======== DATA PROVIDED
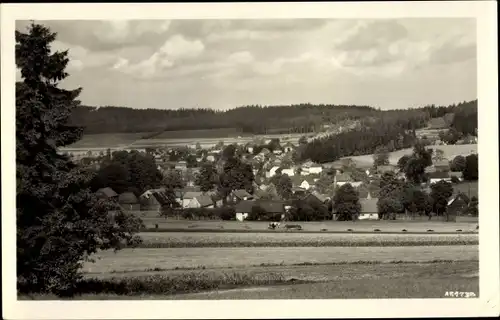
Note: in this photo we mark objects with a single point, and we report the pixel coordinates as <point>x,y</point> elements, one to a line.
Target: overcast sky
<point>228,63</point>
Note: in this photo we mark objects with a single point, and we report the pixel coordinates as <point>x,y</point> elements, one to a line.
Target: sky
<point>223,64</point>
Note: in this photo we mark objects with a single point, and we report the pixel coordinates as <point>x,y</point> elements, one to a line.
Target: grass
<point>108,140</point>
<point>292,239</point>
<point>171,258</point>
<point>378,280</point>
<point>173,225</point>
<point>450,151</point>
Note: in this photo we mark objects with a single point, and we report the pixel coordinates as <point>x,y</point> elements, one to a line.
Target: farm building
<point>369,209</point>
<point>386,168</point>
<point>439,176</point>
<point>442,165</point>
<point>289,172</point>
<point>238,195</point>
<point>342,179</point>
<point>128,201</point>
<point>288,147</point>
<point>183,197</point>
<point>457,205</point>
<point>437,123</point>
<point>243,209</point>
<point>202,201</point>
<point>457,174</point>
<point>107,193</point>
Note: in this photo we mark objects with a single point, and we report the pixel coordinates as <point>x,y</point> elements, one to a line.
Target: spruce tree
<point>60,223</point>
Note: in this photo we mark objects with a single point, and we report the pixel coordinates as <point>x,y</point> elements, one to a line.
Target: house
<point>457,205</point>
<point>369,209</point>
<point>128,201</point>
<point>272,172</point>
<point>437,123</point>
<point>238,195</point>
<point>183,197</point>
<point>289,172</point>
<point>342,179</point>
<point>386,168</point>
<point>181,165</point>
<point>288,147</point>
<point>107,193</point>
<point>150,200</point>
<point>202,201</point>
<point>442,165</point>
<point>243,209</point>
<point>439,176</point>
<point>457,174</point>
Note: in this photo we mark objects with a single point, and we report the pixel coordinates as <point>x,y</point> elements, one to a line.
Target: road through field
<point>170,258</point>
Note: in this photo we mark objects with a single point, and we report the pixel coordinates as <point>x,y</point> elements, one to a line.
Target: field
<point>450,151</point>
<point>374,280</point>
<point>108,140</point>
<point>395,226</point>
<point>140,260</point>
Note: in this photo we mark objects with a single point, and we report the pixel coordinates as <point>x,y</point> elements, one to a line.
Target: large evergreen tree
<point>59,221</point>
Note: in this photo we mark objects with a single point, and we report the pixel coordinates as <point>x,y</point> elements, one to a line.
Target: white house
<point>272,172</point>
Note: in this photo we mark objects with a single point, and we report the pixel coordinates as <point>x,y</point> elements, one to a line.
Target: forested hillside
<point>300,118</point>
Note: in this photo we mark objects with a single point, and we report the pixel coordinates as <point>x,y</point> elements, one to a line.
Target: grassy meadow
<point>450,151</point>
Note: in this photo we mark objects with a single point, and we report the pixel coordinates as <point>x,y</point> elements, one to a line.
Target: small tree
<point>458,163</point>
<point>441,191</point>
<point>471,167</point>
<point>60,223</point>
<point>346,203</point>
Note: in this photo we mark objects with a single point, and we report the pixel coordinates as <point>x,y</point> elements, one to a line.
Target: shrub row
<point>327,243</point>
<point>164,284</point>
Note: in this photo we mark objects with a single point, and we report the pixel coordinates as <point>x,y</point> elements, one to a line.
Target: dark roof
<point>244,206</point>
<point>108,192</point>
<point>128,198</point>
<point>439,175</point>
<point>241,194</point>
<point>343,177</point>
<point>272,206</point>
<point>368,205</point>
<point>204,200</point>
<point>437,123</point>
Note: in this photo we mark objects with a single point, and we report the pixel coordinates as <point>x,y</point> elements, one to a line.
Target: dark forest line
<point>254,119</point>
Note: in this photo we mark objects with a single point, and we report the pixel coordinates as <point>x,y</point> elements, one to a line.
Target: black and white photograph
<point>245,157</point>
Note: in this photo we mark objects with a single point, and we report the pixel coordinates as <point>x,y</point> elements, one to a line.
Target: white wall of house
<point>368,216</point>
<point>241,216</point>
<point>305,185</point>
<point>434,180</point>
<point>315,170</point>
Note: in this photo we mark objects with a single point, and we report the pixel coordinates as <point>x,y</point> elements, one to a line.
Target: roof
<point>188,195</point>
<point>442,163</point>
<point>457,174</point>
<point>321,197</point>
<point>368,205</point>
<point>241,193</point>
<point>272,206</point>
<point>385,168</point>
<point>437,123</point>
<point>343,177</point>
<point>244,206</point>
<point>204,200</point>
<point>438,175</point>
<point>108,192</point>
<point>127,198</point>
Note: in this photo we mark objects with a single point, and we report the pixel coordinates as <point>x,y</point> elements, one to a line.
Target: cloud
<point>373,34</point>
<point>173,51</point>
<point>452,51</point>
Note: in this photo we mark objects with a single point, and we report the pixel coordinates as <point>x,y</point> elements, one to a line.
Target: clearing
<point>135,260</point>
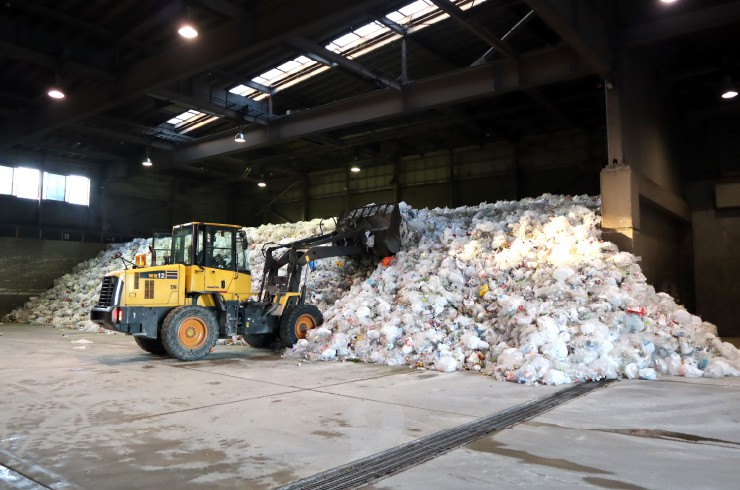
================
Reproduce the material word for word, but without its images.

Note: in this photo we mark objects with a single point, and we report the pixel coordinates as <point>x,y</point> elements, one to a line.
Target: overcast sky
<point>228,63</point>
Note: in this photo we mark objects with a single point, and we report the pixel coordinates as <point>x,y</point> elements, one to a line.
Target: sky
<point>223,64</point>
Note: in this photo we mark objects with a single point, and we report the pixel coordinates as <point>x,y</point> elements, one to a line.
Target: grass
<point>108,140</point>
<point>292,239</point>
<point>171,258</point>
<point>378,280</point>
<point>173,225</point>
<point>450,151</point>
Note: in this photo we mark objects with a single point, and we report the pixel coordinates as <point>x,y</point> elements, one to a line.
Target: farm building
<point>369,209</point>
<point>386,168</point>
<point>439,176</point>
<point>442,165</point>
<point>289,172</point>
<point>238,195</point>
<point>342,179</point>
<point>128,201</point>
<point>288,147</point>
<point>183,197</point>
<point>457,205</point>
<point>437,123</point>
<point>243,209</point>
<point>202,201</point>
<point>457,174</point>
<point>107,193</point>
Note: in this photo we mark objects with a single point, and we report the pixel coordinates as <point>x,y</point> elements, one to a line.
Target: spruce tree
<point>60,223</point>
Note: in this photo we mark objects with a single point, and we report the pixel coordinates as <point>x,y</point> elements, one to a line.
Target: house
<point>457,205</point>
<point>369,209</point>
<point>128,201</point>
<point>272,172</point>
<point>437,123</point>
<point>238,195</point>
<point>183,197</point>
<point>289,172</point>
<point>342,179</point>
<point>386,168</point>
<point>181,165</point>
<point>288,147</point>
<point>107,193</point>
<point>150,200</point>
<point>202,201</point>
<point>442,165</point>
<point>243,209</point>
<point>439,176</point>
<point>457,174</point>
Note: in this photo we mark objects with a single point, and we report the pixel coordinates as <point>x,y</point> elements, one to a line.
Target: road through field
<point>170,258</point>
Note: in this photo we mark objects with a single point, and we report the pixel coordinates as <point>x,y</point> elements, one to a line.
Target: field
<point>450,151</point>
<point>374,280</point>
<point>108,140</point>
<point>395,226</point>
<point>140,260</point>
Note: in this photo we mark objects with a single point, and we report the pixel coordinates as <point>x,y</point> elements, one to a line.
Target: large evergreen tree
<point>59,221</point>
Note: in this photo we mark objects with a single point, and we report the pixel coordinates as <point>x,y</point> elements, one to a line.
Target: white house
<point>272,172</point>
Note: in this photo we mark objects with a single point, and we report the pixel coordinates as <point>x,y</point> elements, one to a line.
Target: forested hillside
<point>300,118</point>
Note: in this photo we mark objects with a single point, and we report the pixel coordinates as <point>x,y</point> elements, one to a line.
Target: grassy meadow
<point>450,151</point>
Note: in this photo we mark objects with a single point, and we report the pixel coordinates as <point>x,y</point> elements, one to a line.
Target: small tree
<point>458,163</point>
<point>441,191</point>
<point>471,167</point>
<point>60,223</point>
<point>346,203</point>
Note: in this photo we mark objects with a single point, and we report the pixel coordinates as <point>x,y</point> elements, one to a line.
Target: shrub row
<point>327,243</point>
<point>164,284</point>
Note: in this photo we mark objects with a single point, and we report the pixel coordinates as <point>x,y</point> elements, one to a line.
Target: dark roof
<point>244,206</point>
<point>108,192</point>
<point>128,198</point>
<point>439,175</point>
<point>241,194</point>
<point>343,177</point>
<point>272,206</point>
<point>368,205</point>
<point>204,200</point>
<point>437,123</point>
Note: in this photo we mark objects with a single point, and we report the pixel coordinates as <point>x,y</point> elements, one to a line.
Target: dark forest line
<point>254,119</point>
Note: in this photo we mark objects with a single point, and we report the pixel coordinates as <point>x,y</point> elements, one to a line.
Target: black and white photograph
<point>245,157</point>
Note: in this photo we mark objects with a single point, and we report the pixel coordinates as <point>x,y</point> elements, one to a line.
Target: white wall of house
<point>368,216</point>
<point>241,216</point>
<point>305,185</point>
<point>434,180</point>
<point>315,170</point>
Note: in this photo we mark objects with a single point, and we report the pixel coordinates as <point>x,y</point> elements, one to a line.
Target: roof
<point>188,195</point>
<point>442,163</point>
<point>457,174</point>
<point>321,197</point>
<point>368,205</point>
<point>241,193</point>
<point>272,206</point>
<point>385,168</point>
<point>437,123</point>
<point>343,177</point>
<point>244,206</point>
<point>204,200</point>
<point>438,175</point>
<point>108,192</point>
<point>127,198</point>
Note: in this photo we mark objects with a single point, and we report the pixel coordinates as <point>x,y</point> elements, one to a line.
Target: cloud
<point>373,34</point>
<point>173,51</point>
<point>452,51</point>
Note: in this photo we mark objects with a single point, and we report the pixel coordinates as <point>x,y</point> elements, one to a line.
Target: clearing
<point>135,260</point>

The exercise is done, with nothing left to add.